Your answer should hold exactly the lines from the one with "Reviewer check: make sure each instance of the truck tailgate" through the final line of the data below, reproduced as written.
** Opening DATA PROVIDED block **
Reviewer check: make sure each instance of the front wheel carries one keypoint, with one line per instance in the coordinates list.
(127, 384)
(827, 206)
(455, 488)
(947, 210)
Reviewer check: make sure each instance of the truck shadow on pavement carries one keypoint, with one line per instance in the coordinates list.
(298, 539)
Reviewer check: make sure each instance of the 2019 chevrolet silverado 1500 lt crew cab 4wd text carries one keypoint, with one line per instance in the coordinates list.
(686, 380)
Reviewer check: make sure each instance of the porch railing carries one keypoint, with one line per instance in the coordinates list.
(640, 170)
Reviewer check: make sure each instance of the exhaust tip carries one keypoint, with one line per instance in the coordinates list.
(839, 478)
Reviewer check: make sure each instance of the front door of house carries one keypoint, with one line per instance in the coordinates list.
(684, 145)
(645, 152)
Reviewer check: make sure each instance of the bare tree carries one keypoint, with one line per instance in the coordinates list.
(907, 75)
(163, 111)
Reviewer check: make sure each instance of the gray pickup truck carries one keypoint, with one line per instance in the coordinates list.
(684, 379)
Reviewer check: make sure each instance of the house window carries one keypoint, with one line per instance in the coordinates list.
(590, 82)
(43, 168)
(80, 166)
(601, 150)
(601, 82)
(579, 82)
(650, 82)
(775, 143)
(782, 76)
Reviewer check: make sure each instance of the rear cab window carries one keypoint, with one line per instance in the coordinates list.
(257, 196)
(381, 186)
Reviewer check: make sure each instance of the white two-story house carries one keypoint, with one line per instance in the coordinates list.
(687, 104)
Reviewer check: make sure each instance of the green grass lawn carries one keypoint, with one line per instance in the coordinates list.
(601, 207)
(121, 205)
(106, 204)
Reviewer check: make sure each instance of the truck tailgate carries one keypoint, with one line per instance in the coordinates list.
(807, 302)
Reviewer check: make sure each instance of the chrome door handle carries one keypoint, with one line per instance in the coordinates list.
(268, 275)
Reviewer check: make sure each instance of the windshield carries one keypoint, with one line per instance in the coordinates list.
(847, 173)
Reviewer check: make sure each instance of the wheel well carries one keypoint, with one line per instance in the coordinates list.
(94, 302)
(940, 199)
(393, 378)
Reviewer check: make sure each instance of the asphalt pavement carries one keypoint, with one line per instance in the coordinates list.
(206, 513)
** Closing DATA PROVIDED block **
EXERCISE ANSWER:
Reviewer check: make sure each instance of the truck tailgate carries one keypoint, with one line per instance in the coordinates list.
(807, 302)
Reviewer check: make sure each instance of the chrome door handle carries one keypoint, with one line per instance in the coordinates list.
(268, 275)
Reviewer check: make sure each instance of the windshield carries one keypoint, with one line per instance in the coordinates list.
(847, 173)
Reviewer check: make sure each instance of the wheel well carries one keypoint, with one line per instance in the coordinates list.
(94, 302)
(940, 199)
(393, 378)
Reviewer check: make sure each instance of the asphalt pavement carries one keypoint, with one line per instance in the coordinates list.
(206, 513)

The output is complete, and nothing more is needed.